▶ Instructions to follow
Using the forum thread on markup shocks, decide whether each statement agrees with it: (a) Markup shocks rule out a recursive representation. (b) Justiniano/Primiceri/Tambalotti (2013) is named as the only known work considering welfare with markup shocks. (c) The empirical moments from computing conditional welfare come back as zero. Answer yes or no for each and quote the deciding words.

Markup shock in SGU?

Dear Dynare’user,

does anyone know where would go the mark-up shock in the recursive form of the Philips curve such as it is described in SGU(2005) ?
I am trying to do a welfare analysis, and I would like to use estimated shocks from models approximated of first order to calibrate my shocks, but I cannot find a way to get the mark-up shock to produce identical IRFs in both form approximated to the first order ?
Could anyone help ?

Thanks,

Laurent

Markup shocks make the exponent on prices in the FOC for price setting time-varying. This renders a recursive representation impossible and is the reason you only see markup shocks in linearized papers. I would recommend having a look at Justiniano/Primiceri/Tambalotti (2013) who are the only ones I know to consider welfare with markup shocks.

Thank you very much for the reference, that’s a quite interesting one. I haven’t found anything really satisfying myself ( some authors replace it by a dividend shock on first profits…).

I have a related question, my issue is related to the empirical moments obtained when computing conditional welfare which are returned as NaN. I would like to check that most of the policy instruments have a reasonable volatility over my grid and therefore, I need well defined moments for each points on the grid.
Are those moments computed by the Stoch_simul(…, periods=1000) command the conditional variance ?

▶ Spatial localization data
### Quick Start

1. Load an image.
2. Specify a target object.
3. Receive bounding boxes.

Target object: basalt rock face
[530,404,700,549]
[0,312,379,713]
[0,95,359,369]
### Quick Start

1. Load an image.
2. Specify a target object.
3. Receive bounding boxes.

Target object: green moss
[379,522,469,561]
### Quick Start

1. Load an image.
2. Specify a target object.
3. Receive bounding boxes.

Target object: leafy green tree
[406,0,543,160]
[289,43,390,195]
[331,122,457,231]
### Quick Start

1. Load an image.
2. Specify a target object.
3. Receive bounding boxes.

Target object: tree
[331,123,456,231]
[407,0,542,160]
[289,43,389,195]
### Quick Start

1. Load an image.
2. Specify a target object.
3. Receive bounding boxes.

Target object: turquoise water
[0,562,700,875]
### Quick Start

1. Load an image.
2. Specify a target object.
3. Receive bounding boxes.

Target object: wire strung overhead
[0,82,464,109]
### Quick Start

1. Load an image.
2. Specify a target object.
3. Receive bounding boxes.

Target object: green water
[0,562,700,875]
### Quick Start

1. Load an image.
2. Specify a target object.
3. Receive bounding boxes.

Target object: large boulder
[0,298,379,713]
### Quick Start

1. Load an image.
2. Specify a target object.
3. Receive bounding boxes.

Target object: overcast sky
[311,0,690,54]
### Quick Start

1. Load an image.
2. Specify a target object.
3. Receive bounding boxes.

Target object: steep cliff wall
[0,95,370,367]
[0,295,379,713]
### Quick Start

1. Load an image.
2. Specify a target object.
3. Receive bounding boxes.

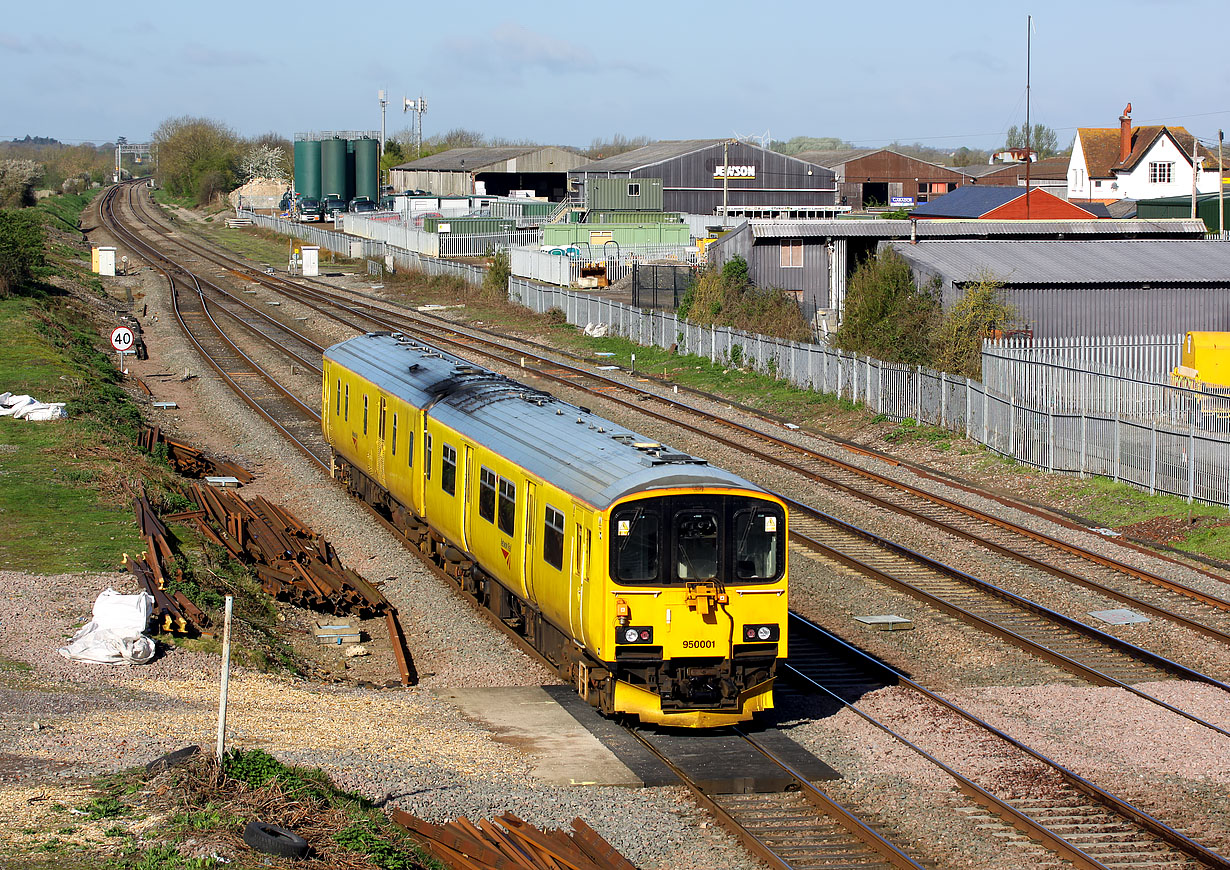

▶ Response to this exercise
(a) Yes: "This renders a recursive representation impossible"
(b) Yes: "who are the only ones I know to consider welfare with markup shocks"
(c) No: "which are returned as NaN"